- _Page text_
The Rockwell Formation is a late Devonian and early Mississippian mapped bedrock unit in West Virginia, Maryland, and Pennsylvania, in the United States.

Description
The Rockwell Formation was described at its type section at Rockwell Run in West Virginia as soft arkosic sandstone, fine hard conglomerate, and buff hackly shale.

The formation was originally described in West Virginia by Stose and Swartz (1912).  It was first described in Maryland by H. E. Vokes (1957), and later described in central Pennsylvania by C. R. Wood (1980).

Stratigraphy
The Rockwell is generally considered a Formation.  At Formation rank, it has several members, including the Patton and Riddlesburg Shale Members, and the Finzel Tongue.

It has been reduced in rank to a member of the Price Formation in West Virginia.

- _List of tasks_
1) According to the page text, under what condition does the Rockwell have members such as the Patton and Riddlesburg Shale Members? Answer in one to three sentences.
2) Rewrite the page text from "The formation was" to "in West Virginia.", switching "described" to "recorded".
3) Extend the article on the Rockwell Formation past its final sentence.
The rows that follow are not needed for any of this work.

(Rows from a data collection)
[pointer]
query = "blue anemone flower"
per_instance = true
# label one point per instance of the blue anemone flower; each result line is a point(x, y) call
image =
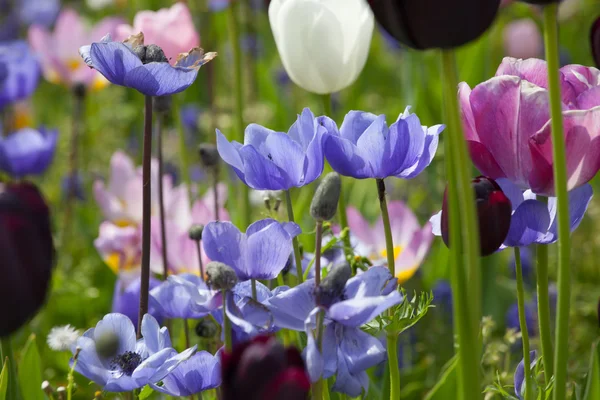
point(27, 151)
point(200, 372)
point(111, 356)
point(270, 160)
point(144, 68)
point(364, 146)
point(184, 296)
point(19, 72)
point(260, 253)
point(347, 351)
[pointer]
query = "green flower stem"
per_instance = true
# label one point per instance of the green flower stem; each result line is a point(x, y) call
point(389, 242)
point(146, 212)
point(544, 309)
point(343, 217)
point(297, 257)
point(464, 237)
point(562, 201)
point(71, 377)
point(523, 324)
point(7, 354)
point(226, 324)
point(238, 90)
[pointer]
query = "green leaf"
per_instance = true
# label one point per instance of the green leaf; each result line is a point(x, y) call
point(445, 388)
point(30, 372)
point(145, 393)
point(4, 380)
point(592, 389)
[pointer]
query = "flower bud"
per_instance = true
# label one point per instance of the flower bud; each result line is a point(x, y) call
point(595, 41)
point(264, 369)
point(425, 24)
point(220, 276)
point(327, 195)
point(332, 286)
point(494, 212)
point(107, 345)
point(27, 254)
point(195, 232)
point(209, 155)
point(206, 328)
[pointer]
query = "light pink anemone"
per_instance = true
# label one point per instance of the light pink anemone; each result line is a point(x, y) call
point(411, 241)
point(121, 200)
point(172, 29)
point(507, 124)
point(59, 50)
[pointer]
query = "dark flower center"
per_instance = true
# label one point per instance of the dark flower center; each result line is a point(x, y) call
point(126, 362)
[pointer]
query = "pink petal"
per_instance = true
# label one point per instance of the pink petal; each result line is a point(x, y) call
point(582, 136)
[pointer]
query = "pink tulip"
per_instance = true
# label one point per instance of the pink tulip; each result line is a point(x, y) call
point(522, 39)
point(170, 28)
point(59, 50)
point(507, 124)
point(411, 241)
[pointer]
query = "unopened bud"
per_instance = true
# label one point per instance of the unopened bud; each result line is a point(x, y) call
point(327, 195)
point(206, 328)
point(195, 232)
point(162, 104)
point(209, 155)
point(221, 276)
point(107, 345)
point(332, 286)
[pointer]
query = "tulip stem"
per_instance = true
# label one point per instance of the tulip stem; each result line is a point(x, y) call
point(226, 323)
point(544, 310)
point(8, 356)
point(238, 89)
point(392, 350)
point(200, 263)
point(562, 201)
point(464, 238)
point(161, 195)
point(297, 257)
point(523, 325)
point(389, 240)
point(146, 212)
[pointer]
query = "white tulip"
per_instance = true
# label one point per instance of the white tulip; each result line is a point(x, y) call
point(323, 44)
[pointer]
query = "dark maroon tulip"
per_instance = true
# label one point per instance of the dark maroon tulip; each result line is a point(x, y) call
point(27, 254)
point(493, 212)
point(425, 24)
point(262, 369)
point(595, 41)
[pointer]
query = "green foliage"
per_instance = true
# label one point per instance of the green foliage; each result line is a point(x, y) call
point(30, 372)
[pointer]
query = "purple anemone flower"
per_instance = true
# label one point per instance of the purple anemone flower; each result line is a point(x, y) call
point(27, 151)
point(184, 296)
point(347, 351)
point(270, 160)
point(533, 221)
point(260, 253)
point(200, 372)
point(507, 124)
point(144, 68)
point(364, 146)
point(19, 72)
point(112, 357)
point(520, 375)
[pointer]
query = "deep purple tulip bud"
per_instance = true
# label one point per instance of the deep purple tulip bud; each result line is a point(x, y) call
point(595, 41)
point(263, 369)
point(425, 24)
point(27, 254)
point(493, 212)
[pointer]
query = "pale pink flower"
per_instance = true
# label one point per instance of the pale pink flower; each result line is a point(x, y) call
point(172, 29)
point(411, 241)
point(59, 50)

- _Answers per task_
1) The Rockwell has those members when it is treated at Formation rank, which is how it is generally considered. At that rank its members include the Patton and Riddlesburg Shale Members and the Finzel Tongue.

2)
The formation was originally recorded in West Virginia by Stose and Swartz (1912).  It was first recorded in Maryland by H. E. Vokes (1957), and later recorded in central Pennsylvania by C. R. Wood (1980).

Stratigraphy
The Rockwell is generally considered a Formation.  At Formation rank, it has several members, including the Patton and Riddlesburg Shale Members, and the Finzel Tongue.

It has been reduced in rank to a member of the Price Formation in West Virginia.

3)
The Rockwell is a lateral equivalent of the Huntley Mountain Formation and the Spechty Kopf Formation, as all three underlie the prominent Pocono Formation and its lateral equivalent, the Burgoon Sandstone.

Lessing, Dean, and Kulander (1992) mapped the Meadow Branch synclinorium in Berkeley County, West Virginia, and noted that the Rockwell is approximately 200 meters thick here and that a 2-meter thick diamictite is present near the base.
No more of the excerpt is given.